(WORK REQUIRED): Read through the lines below and copy the ones holding the string "ceiling".

(EXERCISE MATERIALS):
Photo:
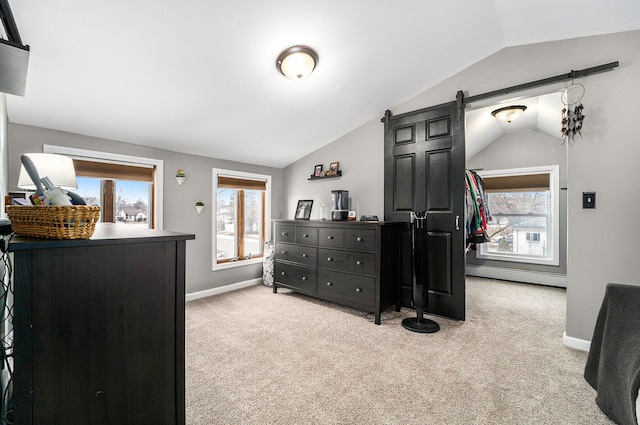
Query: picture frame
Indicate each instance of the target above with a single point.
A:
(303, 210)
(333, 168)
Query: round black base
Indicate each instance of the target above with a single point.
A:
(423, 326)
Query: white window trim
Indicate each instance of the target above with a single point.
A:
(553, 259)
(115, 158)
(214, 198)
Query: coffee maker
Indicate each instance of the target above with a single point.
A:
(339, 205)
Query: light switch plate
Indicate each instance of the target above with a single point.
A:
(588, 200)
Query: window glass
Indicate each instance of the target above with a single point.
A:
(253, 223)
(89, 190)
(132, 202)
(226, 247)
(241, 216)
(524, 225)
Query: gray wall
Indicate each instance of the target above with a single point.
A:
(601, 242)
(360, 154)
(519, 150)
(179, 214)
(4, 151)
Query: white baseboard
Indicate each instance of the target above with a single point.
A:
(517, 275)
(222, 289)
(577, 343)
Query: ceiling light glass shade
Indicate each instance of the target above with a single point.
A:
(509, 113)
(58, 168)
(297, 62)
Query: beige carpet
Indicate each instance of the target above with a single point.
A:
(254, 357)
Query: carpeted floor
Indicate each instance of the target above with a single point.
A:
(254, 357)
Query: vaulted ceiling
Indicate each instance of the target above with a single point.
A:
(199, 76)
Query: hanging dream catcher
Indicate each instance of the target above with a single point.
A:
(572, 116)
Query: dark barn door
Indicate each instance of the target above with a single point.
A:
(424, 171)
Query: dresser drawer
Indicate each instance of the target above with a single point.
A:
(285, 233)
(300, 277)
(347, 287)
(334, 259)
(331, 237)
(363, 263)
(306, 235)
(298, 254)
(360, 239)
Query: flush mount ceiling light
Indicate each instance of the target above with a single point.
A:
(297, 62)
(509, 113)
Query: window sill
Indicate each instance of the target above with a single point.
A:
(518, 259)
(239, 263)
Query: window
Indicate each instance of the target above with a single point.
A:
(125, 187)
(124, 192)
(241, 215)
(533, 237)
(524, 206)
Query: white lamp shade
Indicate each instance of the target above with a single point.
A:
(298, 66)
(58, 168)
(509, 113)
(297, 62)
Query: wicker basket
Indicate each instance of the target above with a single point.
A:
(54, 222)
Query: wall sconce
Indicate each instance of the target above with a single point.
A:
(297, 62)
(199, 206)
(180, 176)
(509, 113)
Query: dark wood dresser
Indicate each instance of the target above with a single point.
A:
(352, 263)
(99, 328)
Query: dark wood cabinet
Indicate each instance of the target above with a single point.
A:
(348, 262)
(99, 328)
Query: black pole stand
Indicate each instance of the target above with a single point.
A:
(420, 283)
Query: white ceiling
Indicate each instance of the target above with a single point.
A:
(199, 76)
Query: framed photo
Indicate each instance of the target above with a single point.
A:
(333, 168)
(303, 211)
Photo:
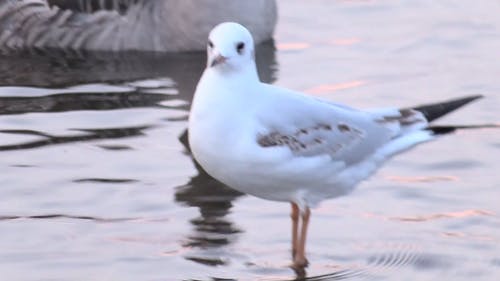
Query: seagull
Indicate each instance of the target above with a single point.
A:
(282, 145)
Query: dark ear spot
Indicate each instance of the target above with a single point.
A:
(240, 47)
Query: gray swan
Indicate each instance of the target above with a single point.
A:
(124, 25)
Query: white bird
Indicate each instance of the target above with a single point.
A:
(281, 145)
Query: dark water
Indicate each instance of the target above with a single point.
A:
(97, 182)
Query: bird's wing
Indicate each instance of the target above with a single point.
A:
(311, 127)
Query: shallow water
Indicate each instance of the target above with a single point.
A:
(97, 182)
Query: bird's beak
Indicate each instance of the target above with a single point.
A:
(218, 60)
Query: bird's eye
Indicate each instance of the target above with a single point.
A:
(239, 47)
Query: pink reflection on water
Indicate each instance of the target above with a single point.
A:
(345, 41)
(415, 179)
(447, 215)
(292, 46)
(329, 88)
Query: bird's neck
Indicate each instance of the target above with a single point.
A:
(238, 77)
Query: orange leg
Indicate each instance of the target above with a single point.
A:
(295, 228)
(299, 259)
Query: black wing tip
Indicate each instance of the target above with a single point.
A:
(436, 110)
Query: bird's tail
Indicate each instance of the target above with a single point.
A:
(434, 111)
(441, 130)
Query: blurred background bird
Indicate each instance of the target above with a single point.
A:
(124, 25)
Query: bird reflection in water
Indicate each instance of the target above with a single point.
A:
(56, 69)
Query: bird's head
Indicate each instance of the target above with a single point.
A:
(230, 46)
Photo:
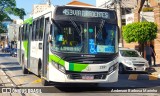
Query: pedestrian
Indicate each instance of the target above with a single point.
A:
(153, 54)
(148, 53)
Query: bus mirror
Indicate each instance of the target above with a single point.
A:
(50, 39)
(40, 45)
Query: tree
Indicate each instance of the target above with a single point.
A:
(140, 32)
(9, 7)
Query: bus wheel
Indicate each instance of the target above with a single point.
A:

(YOUR SOLUTION):
Query: ceiling light glass shade
Query: vaulted ceiling
Query: flush mount ceiling light
Query: white ceiling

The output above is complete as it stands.